The pregnant staff should generally minimise their time spent in the cath lab and should ideally try to stand in the room where the possibility of radiation exposure is minimum.
Pregnant staff often has two major complaints:
- The lead aprons are heavy. That is why many cath staff members now use lead vests along with lead skirts – by distributing the weight better, the vest /skirt apron combination causes less back strain.
- As the foetus grows so does the women’s body. The available sizes of vests and skirts are often limited. So the pregnant women often use the single piece, non-wrap around style used regularly in x-ray areas.
Again, although doses to the cath lab personnel are generally high, they may be minimised by practicing ALARA. By minimising the dose to the mother, the dose and the risk to the foetus will also be minimised.
Counselling the Pregnant Patient Exposed to Ionising Radiation:
It is essential that pregnant staff or patient who has been accidentally exposed to excess radiation is adequately counselled and the following parameters should be considered in the evaluation:
- Gestational age at the time of exposure.
- .Calculation of fetal exposure using dose reconstruction techniques.
- Maternal age
- Other potentially harmful environmental factors ( malnutrition, smoking)
- Attitude of mother toward pregnancy.
RADIATION SAFETY- European Guidelines and Regulations
The basic requirement for equipment based elements of medical radiation protection is found in the Medical Device Directive (EUROPEAN DIRECTIVE 93/4 1993)
Human exposure to ionising radiation is based on the EURATOM Directive (European directives 96/29 1976 and 97/43 1997).The results allow regional deviation for the purpose of increasing safety. Thus, there are different regulations in different European countries.
There are requirements on equipment, training and special procedures (including interventional fluoroscopy and cine)
All doses due to medical exposure shall be kept as low as reasonably achievable consistent with obtaining the required diagnostic information, taking into account economic and social factors.
‘Member states’ shall promote the establishment and use of diagnostic reference levels for radio diagnostic examinations .Diagnostic reference levels are expected not to exceed for standard procedures when good and normal practice regarding diagnostic and technical performance is applied.
Interventional procedures are viewed as too dependant on individual patient situations to be managed by reference levels
SUMMARY AND DISCUSSION:
The last two decades have seen a continuous increase in the frequency of diagnostic and interventional cardiac catheterization procedures. It is paramount that radiation protection in the cath lab must be a matter of primary concern. In addition to this, interventional cardiologists must realise that their patients are becoming increasingly aware and concerned about radiation hazards acquired during interventional procedures.
Strict measures should be taken to avoid any unnecessary radiation exposure not only to medical staff but also to patients. Local guidelines and precautions to prevent radiation hazard should be adhered to. As we know that the effects of radiation exposure are not apparent immediately but long term consequences can be serious, it is therefore desired that the radiation exposure dose is strictly monitored and the equipments as well as the shielding materials are examined from time to time.
Education on radiation hazard, safety and its prevention is badly needed. Training and awareness in this direction is equally important.

Given information.

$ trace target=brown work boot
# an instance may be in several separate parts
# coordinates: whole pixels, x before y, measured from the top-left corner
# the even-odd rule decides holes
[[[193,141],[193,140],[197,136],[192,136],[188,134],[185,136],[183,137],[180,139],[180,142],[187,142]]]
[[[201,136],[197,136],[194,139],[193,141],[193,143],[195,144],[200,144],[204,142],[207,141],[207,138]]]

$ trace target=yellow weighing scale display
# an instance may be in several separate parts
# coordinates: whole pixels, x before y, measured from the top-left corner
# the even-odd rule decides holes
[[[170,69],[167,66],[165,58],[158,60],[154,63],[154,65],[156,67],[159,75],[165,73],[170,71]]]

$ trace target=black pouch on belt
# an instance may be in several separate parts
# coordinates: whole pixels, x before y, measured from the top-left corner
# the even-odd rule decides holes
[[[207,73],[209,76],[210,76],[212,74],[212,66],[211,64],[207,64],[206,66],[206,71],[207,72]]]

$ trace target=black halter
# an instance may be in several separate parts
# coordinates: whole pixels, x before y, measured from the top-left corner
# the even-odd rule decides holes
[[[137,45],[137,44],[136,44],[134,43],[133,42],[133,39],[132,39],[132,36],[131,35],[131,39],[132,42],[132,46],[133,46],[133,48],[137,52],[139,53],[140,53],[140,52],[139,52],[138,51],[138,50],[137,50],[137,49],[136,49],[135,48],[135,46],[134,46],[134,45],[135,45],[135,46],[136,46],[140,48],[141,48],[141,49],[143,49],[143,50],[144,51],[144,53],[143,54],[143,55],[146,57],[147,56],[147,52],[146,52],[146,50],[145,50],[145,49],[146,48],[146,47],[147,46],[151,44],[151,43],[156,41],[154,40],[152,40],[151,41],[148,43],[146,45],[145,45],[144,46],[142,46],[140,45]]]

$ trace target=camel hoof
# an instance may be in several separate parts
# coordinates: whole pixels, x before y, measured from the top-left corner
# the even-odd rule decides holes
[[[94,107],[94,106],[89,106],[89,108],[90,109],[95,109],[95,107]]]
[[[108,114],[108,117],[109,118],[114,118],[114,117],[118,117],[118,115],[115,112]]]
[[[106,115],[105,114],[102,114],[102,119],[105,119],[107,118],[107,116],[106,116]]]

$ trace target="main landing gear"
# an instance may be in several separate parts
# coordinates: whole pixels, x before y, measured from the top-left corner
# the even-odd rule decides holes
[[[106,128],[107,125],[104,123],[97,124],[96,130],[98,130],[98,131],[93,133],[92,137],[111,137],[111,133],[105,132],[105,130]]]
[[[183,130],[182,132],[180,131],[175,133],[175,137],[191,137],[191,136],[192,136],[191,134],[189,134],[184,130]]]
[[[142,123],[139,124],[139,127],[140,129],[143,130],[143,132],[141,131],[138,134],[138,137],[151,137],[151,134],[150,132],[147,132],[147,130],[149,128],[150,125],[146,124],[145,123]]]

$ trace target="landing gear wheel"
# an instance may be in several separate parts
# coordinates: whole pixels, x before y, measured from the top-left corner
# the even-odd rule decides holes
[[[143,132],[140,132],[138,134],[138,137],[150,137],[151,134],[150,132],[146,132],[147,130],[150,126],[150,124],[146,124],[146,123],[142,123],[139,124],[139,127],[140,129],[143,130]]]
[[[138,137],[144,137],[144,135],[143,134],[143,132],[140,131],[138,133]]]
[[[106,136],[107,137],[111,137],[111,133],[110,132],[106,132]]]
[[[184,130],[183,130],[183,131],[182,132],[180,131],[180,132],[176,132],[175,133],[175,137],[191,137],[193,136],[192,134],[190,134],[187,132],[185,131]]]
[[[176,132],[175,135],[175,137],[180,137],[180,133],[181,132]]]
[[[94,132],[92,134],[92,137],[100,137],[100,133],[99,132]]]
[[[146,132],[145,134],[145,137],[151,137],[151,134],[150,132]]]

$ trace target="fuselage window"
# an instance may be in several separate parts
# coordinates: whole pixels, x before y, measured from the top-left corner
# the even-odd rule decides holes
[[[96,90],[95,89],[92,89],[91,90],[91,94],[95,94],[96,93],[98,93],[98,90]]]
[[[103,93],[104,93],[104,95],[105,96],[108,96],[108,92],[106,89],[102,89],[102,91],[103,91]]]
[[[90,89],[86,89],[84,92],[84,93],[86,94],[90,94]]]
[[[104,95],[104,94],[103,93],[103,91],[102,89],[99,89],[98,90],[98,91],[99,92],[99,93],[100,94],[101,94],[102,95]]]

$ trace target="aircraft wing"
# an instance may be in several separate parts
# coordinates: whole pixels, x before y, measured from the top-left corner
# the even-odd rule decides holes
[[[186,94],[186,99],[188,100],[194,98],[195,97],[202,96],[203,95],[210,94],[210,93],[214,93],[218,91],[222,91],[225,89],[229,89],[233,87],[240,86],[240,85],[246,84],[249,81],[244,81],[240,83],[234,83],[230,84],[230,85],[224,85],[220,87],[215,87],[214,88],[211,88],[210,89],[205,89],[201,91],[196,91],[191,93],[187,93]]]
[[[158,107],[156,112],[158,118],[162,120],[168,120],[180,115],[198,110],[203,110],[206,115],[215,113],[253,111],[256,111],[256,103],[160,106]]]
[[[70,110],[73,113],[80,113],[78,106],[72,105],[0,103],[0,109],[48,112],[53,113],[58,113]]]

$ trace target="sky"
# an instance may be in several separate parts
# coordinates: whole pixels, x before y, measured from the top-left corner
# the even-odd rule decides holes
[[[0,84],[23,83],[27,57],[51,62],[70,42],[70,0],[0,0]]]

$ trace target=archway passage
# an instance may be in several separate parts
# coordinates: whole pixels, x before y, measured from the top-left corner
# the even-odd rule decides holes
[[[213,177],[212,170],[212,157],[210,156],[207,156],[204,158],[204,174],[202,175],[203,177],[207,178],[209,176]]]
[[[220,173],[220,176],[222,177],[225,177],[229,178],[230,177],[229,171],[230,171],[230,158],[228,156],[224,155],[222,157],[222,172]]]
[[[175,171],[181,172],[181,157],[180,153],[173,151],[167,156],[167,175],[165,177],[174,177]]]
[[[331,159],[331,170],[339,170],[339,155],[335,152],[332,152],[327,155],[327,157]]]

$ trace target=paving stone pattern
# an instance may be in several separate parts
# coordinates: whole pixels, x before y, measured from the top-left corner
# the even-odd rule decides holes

Required work.
1. From the radiation safety text, return the passage that begins at the words "There are requirements" and ends after the words "and social factors.", copied word for word.
2. Using the radiation safety text, answer these questions:
(a) What do many cath staff members now wear along with lead skirts?
(b) Which directive contains the basic requirement for equipment-based elements of medical radiation protection?
(c) Over how many decades has the frequency of cardiac catheterization procedures risen continuously?
3. List every parameter that the radiation safety text says should be considered when evaluating a pregnant staff member or patient accidentally exposed to excess radiation.

Answers to this exercise.
1.
There are requirements on equipment, training and special procedures (including interventional fluoroscopy and cine)
All doses due to medical exposure shall be kept as low as reasonably achievable consistent with obtaining the required diagnostic information, taking into account economic and social factors.

2.
(a) Lead vests.
(b) The Medical Device Directive (European Directive 93/4 1993).
(c) The last two decades.

3.
- Gestational age at the time of exposure
- Calculation of fetal exposure using dose reconstruction techniques
- Maternal age
- Other potentially harmful environmental factors (malnutrition, smoking)
- Attitude of mother toward pregnancy